--- START ---
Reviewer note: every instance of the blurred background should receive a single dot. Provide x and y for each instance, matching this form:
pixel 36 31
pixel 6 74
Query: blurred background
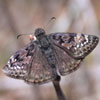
pixel 24 16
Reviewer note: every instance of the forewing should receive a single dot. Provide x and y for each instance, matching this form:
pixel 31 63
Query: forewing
pixel 30 65
pixel 76 45
pixel 66 64
pixel 19 63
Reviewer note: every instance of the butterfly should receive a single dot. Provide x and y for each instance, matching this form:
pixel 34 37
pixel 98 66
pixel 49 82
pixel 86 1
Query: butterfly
pixel 49 55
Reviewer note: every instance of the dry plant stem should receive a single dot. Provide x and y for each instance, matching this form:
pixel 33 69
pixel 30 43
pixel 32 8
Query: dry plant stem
pixel 59 92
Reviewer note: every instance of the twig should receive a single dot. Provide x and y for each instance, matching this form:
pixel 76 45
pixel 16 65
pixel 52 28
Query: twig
pixel 59 92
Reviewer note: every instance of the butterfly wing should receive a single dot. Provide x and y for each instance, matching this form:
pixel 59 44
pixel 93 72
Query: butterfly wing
pixel 19 63
pixel 70 49
pixel 30 65
pixel 76 45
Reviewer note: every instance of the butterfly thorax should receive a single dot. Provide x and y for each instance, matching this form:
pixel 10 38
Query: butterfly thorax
pixel 45 46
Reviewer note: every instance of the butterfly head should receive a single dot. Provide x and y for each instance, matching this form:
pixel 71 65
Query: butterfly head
pixel 39 32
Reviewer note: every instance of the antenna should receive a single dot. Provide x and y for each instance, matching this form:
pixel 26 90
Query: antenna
pixel 51 19
pixel 30 36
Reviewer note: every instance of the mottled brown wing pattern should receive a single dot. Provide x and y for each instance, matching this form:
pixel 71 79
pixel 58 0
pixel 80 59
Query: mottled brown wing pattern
pixel 70 49
pixel 76 45
pixel 30 65
pixel 66 64
pixel 19 63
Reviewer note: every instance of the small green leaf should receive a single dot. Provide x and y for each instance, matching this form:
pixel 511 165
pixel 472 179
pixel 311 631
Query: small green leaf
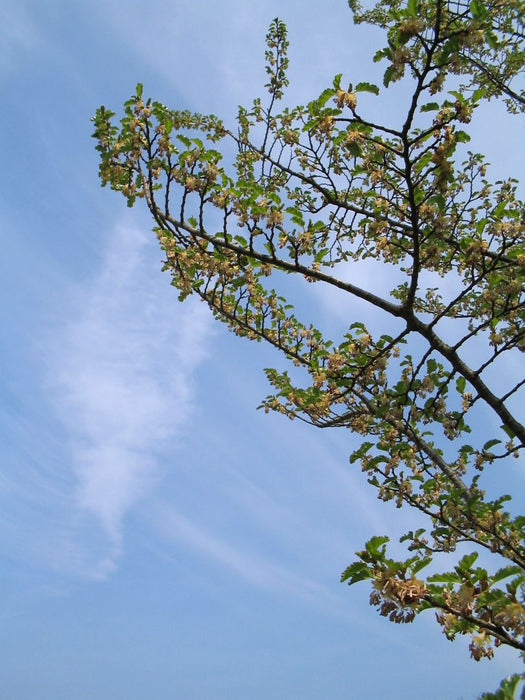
pixel 358 571
pixel 367 87
pixel 462 137
pixel 491 443
pixel 429 107
pixel 412 8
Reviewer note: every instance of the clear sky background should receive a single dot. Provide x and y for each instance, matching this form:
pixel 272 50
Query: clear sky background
pixel 159 537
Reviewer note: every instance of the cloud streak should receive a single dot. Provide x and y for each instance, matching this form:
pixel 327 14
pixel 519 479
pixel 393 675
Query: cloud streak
pixel 123 379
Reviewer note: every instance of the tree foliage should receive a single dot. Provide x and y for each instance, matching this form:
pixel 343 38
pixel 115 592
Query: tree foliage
pixel 313 190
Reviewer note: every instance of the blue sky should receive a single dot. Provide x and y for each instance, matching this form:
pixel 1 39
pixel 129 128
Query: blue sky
pixel 160 538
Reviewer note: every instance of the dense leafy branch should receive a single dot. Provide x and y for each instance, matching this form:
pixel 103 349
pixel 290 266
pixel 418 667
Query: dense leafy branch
pixel 311 192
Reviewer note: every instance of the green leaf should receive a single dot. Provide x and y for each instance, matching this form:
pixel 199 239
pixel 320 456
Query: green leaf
pixel 358 571
pixel 367 87
pixel 491 443
pixel 508 431
pixel 412 8
pixel 462 137
pixel 337 81
pixel 429 107
pixel 375 542
pixel 460 384
pixel 449 577
pixel 504 573
pixel 421 565
pixel 387 77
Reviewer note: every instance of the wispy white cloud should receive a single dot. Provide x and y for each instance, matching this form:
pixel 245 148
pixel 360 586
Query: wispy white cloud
pixel 122 377
pixel 18 34
pixel 247 564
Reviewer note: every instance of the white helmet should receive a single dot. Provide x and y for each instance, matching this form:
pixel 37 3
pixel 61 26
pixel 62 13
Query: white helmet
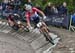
pixel 28 7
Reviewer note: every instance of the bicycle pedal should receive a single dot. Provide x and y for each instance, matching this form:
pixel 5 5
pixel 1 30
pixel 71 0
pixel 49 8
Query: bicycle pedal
pixel 56 40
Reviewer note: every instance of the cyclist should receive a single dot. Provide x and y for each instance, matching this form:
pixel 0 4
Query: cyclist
pixel 32 14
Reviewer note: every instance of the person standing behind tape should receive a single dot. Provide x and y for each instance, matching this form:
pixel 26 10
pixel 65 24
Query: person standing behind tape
pixel 31 14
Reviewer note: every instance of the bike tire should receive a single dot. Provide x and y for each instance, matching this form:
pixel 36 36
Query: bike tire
pixel 49 38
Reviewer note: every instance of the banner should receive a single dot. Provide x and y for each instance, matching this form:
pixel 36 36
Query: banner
pixel 62 21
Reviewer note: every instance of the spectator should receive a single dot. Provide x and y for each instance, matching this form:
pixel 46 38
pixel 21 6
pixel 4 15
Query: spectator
pixel 62 9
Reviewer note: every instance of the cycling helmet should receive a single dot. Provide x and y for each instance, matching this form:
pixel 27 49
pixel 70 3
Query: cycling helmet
pixel 28 7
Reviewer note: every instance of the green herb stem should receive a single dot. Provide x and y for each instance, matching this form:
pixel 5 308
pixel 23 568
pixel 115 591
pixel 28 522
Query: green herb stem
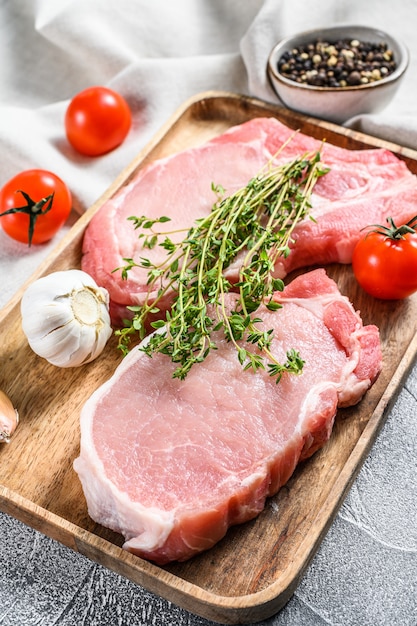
pixel 255 223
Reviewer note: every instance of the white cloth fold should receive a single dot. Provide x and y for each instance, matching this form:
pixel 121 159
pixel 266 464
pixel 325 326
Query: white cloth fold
pixel 158 53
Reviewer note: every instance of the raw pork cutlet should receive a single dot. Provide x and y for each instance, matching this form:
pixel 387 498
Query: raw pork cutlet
pixel 362 188
pixel 172 464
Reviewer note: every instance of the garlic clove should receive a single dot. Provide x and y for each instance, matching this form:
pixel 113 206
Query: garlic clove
pixel 9 418
pixel 65 317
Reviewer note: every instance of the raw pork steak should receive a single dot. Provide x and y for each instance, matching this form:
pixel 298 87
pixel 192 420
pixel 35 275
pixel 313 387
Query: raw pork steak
pixel 172 464
pixel 362 188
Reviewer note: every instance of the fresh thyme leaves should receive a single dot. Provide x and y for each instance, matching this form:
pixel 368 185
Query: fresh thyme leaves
pixel 251 228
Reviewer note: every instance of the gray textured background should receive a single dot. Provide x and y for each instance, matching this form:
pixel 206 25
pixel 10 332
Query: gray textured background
pixel 159 54
pixel 364 574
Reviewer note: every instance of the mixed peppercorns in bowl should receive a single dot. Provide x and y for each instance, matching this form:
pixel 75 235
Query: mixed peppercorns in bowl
pixel 337 73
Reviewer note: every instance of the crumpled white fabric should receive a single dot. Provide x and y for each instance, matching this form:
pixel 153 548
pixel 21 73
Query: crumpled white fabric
pixel 158 53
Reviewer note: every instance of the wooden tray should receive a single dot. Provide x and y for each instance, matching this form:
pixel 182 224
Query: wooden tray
pixel 253 572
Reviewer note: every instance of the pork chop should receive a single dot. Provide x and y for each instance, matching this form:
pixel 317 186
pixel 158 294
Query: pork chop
pixel 363 187
pixel 172 464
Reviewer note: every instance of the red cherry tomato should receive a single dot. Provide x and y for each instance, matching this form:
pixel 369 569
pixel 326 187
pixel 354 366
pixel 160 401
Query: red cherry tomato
pixel 385 265
pixel 31 193
pixel 97 120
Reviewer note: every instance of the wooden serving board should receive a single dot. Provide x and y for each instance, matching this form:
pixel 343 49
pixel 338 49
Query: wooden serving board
pixel 253 572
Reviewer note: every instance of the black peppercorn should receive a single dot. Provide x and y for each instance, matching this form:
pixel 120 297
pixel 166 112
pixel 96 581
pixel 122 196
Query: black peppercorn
pixel 347 62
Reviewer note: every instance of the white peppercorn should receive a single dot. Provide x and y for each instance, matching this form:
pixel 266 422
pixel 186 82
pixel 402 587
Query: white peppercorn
pixel 343 63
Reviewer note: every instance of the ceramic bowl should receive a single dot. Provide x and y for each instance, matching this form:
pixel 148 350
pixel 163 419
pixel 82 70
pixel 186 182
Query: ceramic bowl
pixel 337 104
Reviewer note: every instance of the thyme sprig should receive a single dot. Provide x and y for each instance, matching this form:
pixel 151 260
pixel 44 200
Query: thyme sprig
pixel 252 227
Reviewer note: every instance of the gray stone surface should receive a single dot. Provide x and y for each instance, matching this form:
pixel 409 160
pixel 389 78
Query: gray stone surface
pixel 364 574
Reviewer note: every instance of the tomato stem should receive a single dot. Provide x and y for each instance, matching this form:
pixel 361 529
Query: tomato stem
pixel 392 231
pixel 32 209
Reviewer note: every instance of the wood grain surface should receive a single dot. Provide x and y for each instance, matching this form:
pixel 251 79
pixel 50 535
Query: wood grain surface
pixel 254 570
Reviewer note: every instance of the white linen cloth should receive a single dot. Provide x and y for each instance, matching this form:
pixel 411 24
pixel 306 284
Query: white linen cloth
pixel 158 53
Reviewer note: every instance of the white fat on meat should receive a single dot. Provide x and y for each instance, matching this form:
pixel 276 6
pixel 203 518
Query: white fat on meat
pixel 172 464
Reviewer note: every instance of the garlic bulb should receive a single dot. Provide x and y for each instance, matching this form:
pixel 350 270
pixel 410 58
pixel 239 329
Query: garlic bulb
pixel 9 418
pixel 65 317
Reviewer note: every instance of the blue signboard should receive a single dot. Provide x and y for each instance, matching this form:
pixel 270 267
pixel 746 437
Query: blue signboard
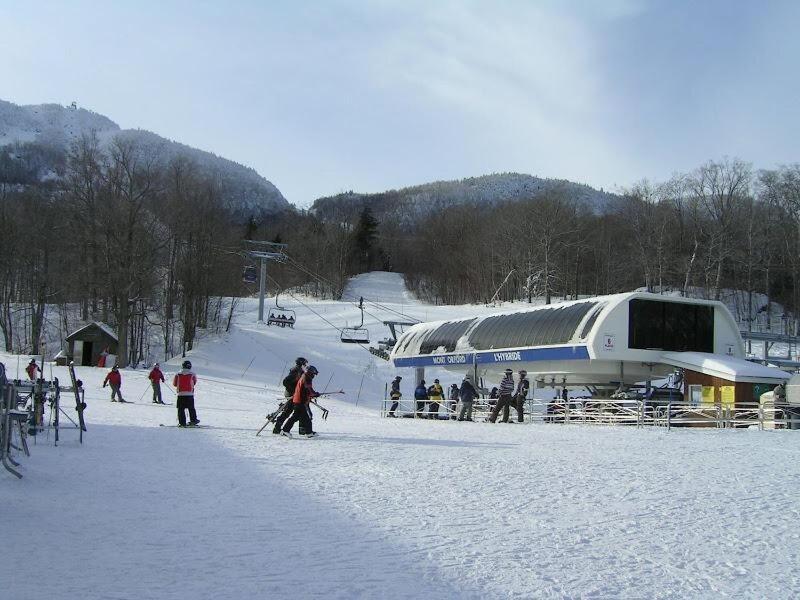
pixel 500 356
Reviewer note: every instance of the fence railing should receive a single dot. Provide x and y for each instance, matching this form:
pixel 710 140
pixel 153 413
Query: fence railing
pixel 630 412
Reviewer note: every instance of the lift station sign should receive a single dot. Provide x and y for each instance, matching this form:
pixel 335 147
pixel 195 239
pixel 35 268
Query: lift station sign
pixel 608 341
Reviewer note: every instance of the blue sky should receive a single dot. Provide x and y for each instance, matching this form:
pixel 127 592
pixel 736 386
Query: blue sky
pixel 322 97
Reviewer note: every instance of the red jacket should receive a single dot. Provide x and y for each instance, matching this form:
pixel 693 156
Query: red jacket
pixel 31 371
pixel 114 378
pixel 156 375
pixel 304 391
pixel 184 382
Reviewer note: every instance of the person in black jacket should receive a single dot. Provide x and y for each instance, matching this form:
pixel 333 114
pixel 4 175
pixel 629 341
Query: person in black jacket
pixel 520 396
pixel 395 395
pixel 506 391
pixel 421 396
pixel 468 393
pixel 289 385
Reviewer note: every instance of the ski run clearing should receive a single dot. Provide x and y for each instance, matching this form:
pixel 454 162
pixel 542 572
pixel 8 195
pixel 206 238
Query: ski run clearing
pixel 384 508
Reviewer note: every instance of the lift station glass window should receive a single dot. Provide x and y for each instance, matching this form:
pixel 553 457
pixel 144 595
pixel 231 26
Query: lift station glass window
pixel 674 326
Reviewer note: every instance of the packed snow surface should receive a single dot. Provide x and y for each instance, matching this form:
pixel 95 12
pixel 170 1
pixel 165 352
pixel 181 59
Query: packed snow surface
pixel 385 508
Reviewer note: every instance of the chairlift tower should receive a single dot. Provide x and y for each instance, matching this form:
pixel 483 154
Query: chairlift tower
pixel 264 252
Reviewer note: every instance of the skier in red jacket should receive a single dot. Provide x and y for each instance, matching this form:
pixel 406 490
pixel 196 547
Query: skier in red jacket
pixel 304 393
pixel 184 383
pixel 32 369
pixel 114 379
pixel 156 377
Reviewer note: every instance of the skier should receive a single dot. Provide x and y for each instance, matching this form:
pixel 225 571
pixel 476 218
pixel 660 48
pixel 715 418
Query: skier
pixel 395 395
pixel 32 369
pixel 505 391
pixel 468 393
pixel 421 396
pixel 114 379
pixel 435 395
pixel 304 393
pixel 156 377
pixel 453 400
pixel 289 386
pixel 520 396
pixel 184 383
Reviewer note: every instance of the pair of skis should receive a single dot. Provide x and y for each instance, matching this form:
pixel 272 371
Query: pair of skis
pixel 272 417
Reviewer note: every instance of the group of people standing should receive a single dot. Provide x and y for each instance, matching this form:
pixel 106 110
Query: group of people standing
pixel 509 394
pixel 299 394
pixel 184 383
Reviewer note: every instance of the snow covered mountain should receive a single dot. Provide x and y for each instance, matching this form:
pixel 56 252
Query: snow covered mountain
pixel 411 203
pixel 39 135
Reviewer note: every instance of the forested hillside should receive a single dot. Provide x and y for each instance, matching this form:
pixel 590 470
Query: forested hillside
pixel 722 225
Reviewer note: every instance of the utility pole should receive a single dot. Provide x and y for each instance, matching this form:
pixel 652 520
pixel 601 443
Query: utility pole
pixel 264 251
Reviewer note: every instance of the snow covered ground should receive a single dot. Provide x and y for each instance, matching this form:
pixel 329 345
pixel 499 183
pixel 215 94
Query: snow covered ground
pixel 385 508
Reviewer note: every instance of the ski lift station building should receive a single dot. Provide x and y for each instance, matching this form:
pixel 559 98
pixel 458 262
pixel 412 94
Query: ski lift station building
pixel 598 343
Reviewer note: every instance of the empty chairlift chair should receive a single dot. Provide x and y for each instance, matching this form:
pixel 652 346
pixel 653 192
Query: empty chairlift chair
pixel 249 275
pixel 282 317
pixel 356 335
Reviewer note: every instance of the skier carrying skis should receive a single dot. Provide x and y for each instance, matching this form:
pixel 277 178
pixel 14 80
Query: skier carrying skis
pixel 289 386
pixel 506 389
pixel 114 379
pixel 32 369
pixel 184 383
pixel 421 396
pixel 453 400
pixel 304 393
pixel 395 395
pixel 156 377
pixel 520 396
pixel 436 396
pixel 468 394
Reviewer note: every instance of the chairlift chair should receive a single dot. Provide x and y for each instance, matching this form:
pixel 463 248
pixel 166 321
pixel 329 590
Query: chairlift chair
pixel 356 335
pixel 282 317
pixel 250 275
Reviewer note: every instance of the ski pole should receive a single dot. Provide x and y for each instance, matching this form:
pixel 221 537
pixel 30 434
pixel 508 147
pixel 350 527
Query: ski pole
pixel 248 366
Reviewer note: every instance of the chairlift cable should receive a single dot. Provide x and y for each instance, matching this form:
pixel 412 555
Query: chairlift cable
pixel 339 329
pixel 323 280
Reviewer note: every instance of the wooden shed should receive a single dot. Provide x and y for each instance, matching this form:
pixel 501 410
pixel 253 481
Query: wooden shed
pixel 85 345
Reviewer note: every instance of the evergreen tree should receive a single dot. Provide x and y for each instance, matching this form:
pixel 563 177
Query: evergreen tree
pixel 364 238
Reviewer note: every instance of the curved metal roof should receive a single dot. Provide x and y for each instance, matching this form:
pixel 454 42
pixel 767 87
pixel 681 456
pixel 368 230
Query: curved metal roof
pixel 545 326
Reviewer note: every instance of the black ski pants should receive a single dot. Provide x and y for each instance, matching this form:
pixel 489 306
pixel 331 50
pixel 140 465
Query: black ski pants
pixel 284 414
pixel 186 403
pixel 502 404
pixel 157 393
pixel 299 413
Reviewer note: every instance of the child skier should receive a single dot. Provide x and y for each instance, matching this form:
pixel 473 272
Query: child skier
pixel 289 386
pixel 114 379
pixel 184 383
pixel 304 393
pixel 395 395
pixel 156 377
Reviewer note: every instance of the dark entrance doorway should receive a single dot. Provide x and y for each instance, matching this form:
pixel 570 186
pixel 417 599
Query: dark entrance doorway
pixel 86 358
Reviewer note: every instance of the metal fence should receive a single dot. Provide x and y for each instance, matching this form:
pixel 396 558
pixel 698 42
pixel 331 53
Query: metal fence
pixel 630 412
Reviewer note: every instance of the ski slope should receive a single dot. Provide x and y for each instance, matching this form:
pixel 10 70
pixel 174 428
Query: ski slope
pixel 385 508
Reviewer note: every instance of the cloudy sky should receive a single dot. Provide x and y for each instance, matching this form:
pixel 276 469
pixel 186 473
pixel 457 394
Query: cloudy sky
pixel 333 95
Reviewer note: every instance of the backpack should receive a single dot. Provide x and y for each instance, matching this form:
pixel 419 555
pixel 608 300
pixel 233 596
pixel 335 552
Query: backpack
pixel 290 381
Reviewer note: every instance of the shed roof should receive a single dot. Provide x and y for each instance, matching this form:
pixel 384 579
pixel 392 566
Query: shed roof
pixel 725 367
pixel 100 325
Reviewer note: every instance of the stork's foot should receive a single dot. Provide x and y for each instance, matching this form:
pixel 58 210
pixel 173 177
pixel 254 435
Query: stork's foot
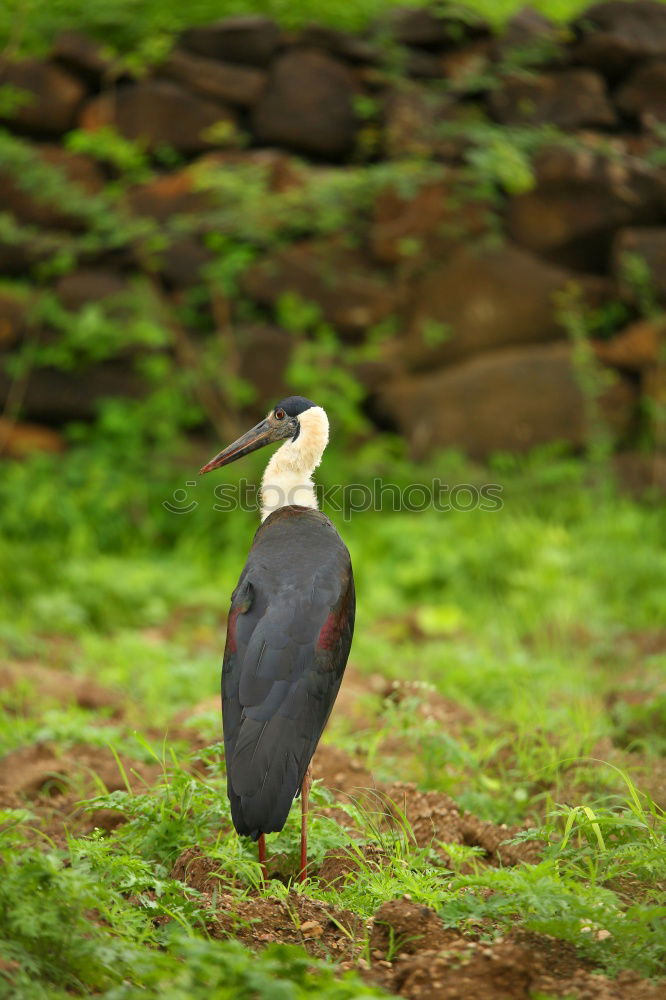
pixel 261 843
pixel 305 801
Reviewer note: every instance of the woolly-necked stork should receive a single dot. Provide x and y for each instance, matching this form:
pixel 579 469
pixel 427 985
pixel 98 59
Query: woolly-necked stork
pixel 289 630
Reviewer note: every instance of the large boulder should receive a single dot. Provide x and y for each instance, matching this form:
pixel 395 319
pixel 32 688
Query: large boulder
pixel 249 40
pixel 84 57
pixel 483 298
pixel 160 113
pixel 649 244
pixel 434 29
pixel 427 223
pixel 52 96
pixel 220 81
pixel 580 199
pixel 509 400
pixel 263 353
pixel 308 106
pixel 615 36
pixel 34 206
pixel 351 294
pixel 413 118
pixel 640 347
pixel 643 95
pixel 55 396
pixel 169 194
pixel 570 99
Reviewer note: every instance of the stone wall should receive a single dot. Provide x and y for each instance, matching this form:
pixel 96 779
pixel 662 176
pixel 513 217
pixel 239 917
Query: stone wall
pixel 516 166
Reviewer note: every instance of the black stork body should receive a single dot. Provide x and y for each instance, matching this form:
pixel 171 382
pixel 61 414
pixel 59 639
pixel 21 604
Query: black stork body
pixel 289 630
--- END ---
**WHAT IS REQUIRED**
From the records above, extract exactly and only the lines that begin at the line with "pixel 166 112" and stop after the line with "pixel 203 518".

**ANSWER FOR THIS EXERCISE**
pixel 166 112
pixel 96 581
pixel 122 196
Query: black peppercorn
pixel 347 62
Reviewer note: every instance of the white peppercorn should receive a single dot. Provide x and y for each instance, matching this form:
pixel 266 422
pixel 186 82
pixel 402 587
Query: white peppercorn
pixel 343 63
Reviewer note: every instance of the ceramic bowl should receive a single dot. Provide x and y for each instance, matching this form:
pixel 148 350
pixel 163 419
pixel 82 70
pixel 186 182
Query: ceramic bowl
pixel 337 104
Reviewer note: every instance of the thyme sprig should receive a single dot. Provide x and y for each instance, matching this form:
pixel 151 260
pixel 44 200
Query: thyme sprig
pixel 252 227
Reviewer note: every instance of the gray stone surface should receive a single dot. Provide x and y for each instance, matching this form:
pixel 409 160
pixel 389 78
Query: gray stone surface
pixel 364 574
Reviewer note: every instance of the tomato stem should receive a single dot. Provide x and y for each instance, matching this form:
pixel 361 529
Query: tomato stem
pixel 392 231
pixel 32 209
Reviewer note: every instance of the wood grain surface should receive a single dot. Provide x and y for each instance, matching this form:
pixel 251 79
pixel 50 535
Query: wood grain surface
pixel 254 570
Reviewer note: every instance of the white linen cloth should receive a single dot. Provide x and y for each instance, matching this form:
pixel 411 24
pixel 306 284
Query: white linen cloth
pixel 158 53
Reviewer note: every instance of the white fat on meat should receive a single dot. Provide x and y for each instance, matching this form:
pixel 276 6
pixel 203 518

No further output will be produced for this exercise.